- _Directions for this task_
From the line holding "of the distant" to the final line of the entries, set down each line exactly, including both, and nothing more.

Dataset entries
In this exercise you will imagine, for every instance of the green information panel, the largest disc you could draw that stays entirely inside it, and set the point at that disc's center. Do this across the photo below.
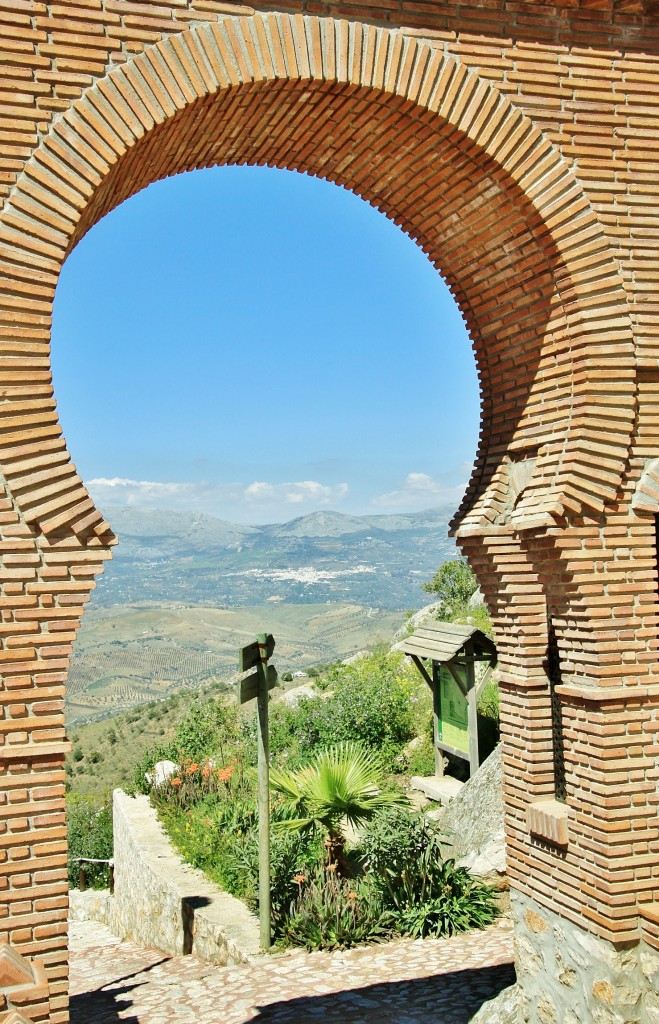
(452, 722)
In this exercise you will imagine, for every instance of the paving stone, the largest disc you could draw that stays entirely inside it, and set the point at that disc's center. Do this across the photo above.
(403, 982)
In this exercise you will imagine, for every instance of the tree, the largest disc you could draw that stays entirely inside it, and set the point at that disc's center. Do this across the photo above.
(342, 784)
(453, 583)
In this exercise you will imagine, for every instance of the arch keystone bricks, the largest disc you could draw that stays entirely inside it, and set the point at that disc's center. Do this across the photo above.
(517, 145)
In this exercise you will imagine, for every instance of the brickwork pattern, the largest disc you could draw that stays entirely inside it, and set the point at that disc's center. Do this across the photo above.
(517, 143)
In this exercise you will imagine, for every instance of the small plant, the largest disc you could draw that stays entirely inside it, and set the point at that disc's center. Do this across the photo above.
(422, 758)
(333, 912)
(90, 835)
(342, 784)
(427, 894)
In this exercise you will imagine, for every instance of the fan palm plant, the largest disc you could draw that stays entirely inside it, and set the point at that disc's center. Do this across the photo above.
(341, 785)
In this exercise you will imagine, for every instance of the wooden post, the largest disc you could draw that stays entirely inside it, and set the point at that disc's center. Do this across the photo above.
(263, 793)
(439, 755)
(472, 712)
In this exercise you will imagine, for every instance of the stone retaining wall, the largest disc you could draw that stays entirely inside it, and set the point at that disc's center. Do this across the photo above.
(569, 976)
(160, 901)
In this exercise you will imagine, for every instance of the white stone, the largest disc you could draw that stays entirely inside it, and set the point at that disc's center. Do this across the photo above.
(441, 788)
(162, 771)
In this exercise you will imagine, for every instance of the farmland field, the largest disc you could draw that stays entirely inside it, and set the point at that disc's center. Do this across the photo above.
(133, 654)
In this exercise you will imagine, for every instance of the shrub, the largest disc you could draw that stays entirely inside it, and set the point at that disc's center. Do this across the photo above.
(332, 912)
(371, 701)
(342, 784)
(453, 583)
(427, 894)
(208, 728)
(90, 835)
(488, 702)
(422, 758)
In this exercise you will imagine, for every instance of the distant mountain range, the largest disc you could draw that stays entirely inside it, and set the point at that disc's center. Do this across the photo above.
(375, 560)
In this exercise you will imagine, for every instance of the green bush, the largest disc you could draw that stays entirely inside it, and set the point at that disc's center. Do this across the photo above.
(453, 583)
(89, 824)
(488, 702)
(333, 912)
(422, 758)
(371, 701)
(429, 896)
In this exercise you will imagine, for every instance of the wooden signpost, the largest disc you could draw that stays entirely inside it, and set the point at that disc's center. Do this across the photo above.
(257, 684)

- _Response for this exercise_
In this exercise you will imagine, for every instance of the distant mountain range, the largest disc you could draw that stays entirely inside it, and set the point at that disc's center. Do this across the photo above.
(375, 560)
In this exercise you will imagine, for every instance of the green bush, the largest disc you could draw that stays entirely inside it, and set the point at that disc's center. Do this across the photo above.
(453, 583)
(89, 824)
(488, 702)
(333, 912)
(422, 758)
(371, 701)
(429, 896)
In this exercise you will imagine, for every instance of the wooden signpost, the largest disc you could draw that stays entirely inside it, and set the point at that disc's center. Do this across the photo above.
(257, 684)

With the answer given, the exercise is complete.